Start Passage provided
# Researching an old recipe



## Historian63 (Jan 12, 2009)

Hi
I have a recipe from my Grandmother which dates at least to the 1940's and probably earlier than that. She lived in central Ohio all of her life, so it may have originated there. I also have one other version that is very similar, but with some variations, which came from a friend of hers.
It is called Jamboree Sandwich or I've heard it called Jamboree Mix. It is a sandwich spread made from ground beef or ground beef and ground pork, celery, onion, tomato soup and sometimes eggs, and crushed crackers. It is mixed together and baked slowly in the oven.
Has anyone else heard of this? Can you tell me more about it's origins or if you have any other variations?

Thanks!


----------



## PieSusan (Jan 12, 2009)

Welcome to DC, Historian63. It sounds like a version of meatloaf. I think you would have to search church or community cookbooks and ethnic recipes or see what kind of cracker or soup was used to see if it were a recipe that was developed by a cracker or soup company. You really didn't give us a lot to go on.
End Passage provided
• What you are asked to do:
Retype the part of the recipe thread that begins at the words "It is called" and stops after "any other variations?", matching the original character for character.
Start Record excerpts
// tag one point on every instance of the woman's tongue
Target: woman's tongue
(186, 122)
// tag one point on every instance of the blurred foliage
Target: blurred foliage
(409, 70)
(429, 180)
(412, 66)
End Record excerpts
• Solution:
It is called Jamboree Sandwich or I've heard it called Jamboree Mix. It is a sandwich spread made from ground beef or ground beef and ground pork, celery, onion, tomato soup and sometimes eggs, and crushed crackers. It is mixed together and baked slowly in the oven.
Has anyone else heard of this? Can you tell me more about it's origins or if you have any other variations?